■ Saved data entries
------------
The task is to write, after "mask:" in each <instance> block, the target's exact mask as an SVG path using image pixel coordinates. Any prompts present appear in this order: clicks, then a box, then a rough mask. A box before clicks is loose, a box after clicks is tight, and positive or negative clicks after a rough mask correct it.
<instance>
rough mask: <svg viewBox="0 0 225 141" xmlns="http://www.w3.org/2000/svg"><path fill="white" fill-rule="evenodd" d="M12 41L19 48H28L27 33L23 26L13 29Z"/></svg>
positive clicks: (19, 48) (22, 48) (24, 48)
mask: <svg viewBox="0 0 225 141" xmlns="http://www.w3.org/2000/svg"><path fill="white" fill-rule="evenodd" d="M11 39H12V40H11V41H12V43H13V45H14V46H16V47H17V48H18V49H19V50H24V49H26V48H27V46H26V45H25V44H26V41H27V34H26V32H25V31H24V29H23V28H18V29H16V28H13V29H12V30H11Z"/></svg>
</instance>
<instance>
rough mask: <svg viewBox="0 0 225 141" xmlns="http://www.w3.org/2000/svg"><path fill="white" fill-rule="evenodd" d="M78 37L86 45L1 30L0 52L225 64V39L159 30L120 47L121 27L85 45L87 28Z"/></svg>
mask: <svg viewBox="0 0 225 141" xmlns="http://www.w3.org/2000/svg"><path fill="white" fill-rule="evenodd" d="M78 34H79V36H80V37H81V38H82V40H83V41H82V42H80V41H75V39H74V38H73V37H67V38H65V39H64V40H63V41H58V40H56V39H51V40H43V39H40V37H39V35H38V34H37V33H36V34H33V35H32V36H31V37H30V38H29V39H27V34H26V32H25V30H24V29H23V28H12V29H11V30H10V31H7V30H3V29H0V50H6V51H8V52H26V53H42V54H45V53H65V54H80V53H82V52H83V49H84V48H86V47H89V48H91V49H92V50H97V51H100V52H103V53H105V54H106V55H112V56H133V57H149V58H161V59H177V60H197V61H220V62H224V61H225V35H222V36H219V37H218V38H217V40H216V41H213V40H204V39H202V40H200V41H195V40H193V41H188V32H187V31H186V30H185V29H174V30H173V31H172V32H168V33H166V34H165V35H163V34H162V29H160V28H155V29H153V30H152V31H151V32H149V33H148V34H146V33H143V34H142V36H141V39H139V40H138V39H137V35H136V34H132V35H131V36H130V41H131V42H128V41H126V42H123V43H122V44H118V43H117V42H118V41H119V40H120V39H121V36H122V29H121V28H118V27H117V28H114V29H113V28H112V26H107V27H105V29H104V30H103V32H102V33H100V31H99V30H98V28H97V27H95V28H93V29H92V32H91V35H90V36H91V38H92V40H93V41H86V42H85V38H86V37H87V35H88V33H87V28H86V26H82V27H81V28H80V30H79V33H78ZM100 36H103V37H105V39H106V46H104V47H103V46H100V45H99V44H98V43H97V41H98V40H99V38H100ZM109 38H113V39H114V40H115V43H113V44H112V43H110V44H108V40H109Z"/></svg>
------------
■ Problem
Arrange the lines from the beginning of the records above up to and including the line with "positive clicks: (19, 48) (22, 48) (24, 48)" as a numbered list, leaving out any blank lines.

■ Answer section
1. The task is to write, after "mask:" in each <instance> block, the target's exact mask as an SVG path using image pixel coordinates. Any prompts present appear in this order: clicks, then a box, then a rough mask. A box before clicks is loose, a box after clicks is tight, and positive or negative clicks after a rough mask correct it.
2. <instance>
3. rough mask: <svg viewBox="0 0 225 141" xmlns="http://www.w3.org/2000/svg"><path fill="white" fill-rule="evenodd" d="M12 41L19 48H28L27 33L23 26L13 29Z"/></svg>
4. positive clicks: (19, 48) (22, 48) (24, 48)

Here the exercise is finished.